(Natural-language object grounding data)
*****

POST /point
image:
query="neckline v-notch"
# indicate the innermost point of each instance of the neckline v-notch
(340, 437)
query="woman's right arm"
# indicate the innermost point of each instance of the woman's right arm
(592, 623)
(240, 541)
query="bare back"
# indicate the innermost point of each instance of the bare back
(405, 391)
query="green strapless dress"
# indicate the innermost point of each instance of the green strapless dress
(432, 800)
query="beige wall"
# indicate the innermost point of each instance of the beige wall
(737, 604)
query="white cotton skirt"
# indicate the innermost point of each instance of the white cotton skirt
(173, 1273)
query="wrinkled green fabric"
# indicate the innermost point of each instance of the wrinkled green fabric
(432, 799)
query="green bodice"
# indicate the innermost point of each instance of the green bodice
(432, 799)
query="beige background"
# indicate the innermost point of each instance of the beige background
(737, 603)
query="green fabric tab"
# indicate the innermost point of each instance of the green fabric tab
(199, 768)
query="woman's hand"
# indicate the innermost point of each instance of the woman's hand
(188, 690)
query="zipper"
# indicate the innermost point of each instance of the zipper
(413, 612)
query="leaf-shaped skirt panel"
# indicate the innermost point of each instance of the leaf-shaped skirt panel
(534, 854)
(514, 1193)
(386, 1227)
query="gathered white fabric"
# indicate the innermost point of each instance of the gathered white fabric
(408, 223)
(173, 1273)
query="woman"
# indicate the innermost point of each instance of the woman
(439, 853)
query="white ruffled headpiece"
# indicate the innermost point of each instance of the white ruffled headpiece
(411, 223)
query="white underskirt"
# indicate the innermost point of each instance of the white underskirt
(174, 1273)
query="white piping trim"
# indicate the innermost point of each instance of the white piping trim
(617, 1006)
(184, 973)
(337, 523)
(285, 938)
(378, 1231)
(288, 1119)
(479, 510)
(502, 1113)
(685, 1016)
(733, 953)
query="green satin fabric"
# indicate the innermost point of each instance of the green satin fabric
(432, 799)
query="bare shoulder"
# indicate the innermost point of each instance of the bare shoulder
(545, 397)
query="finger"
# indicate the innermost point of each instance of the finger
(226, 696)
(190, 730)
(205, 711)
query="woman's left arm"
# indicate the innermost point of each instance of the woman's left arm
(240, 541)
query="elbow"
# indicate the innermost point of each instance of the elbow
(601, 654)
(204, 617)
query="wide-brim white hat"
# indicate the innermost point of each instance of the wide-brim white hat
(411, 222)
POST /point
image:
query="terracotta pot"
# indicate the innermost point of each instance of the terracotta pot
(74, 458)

*****

Exercise objective:
Nothing outside the span should appear: transcribe the lines from the one containing "the terracotta pot" through the last line of the records.

Written solution:
# indicate the innermost point of each instance of the terracotta pot
(74, 458)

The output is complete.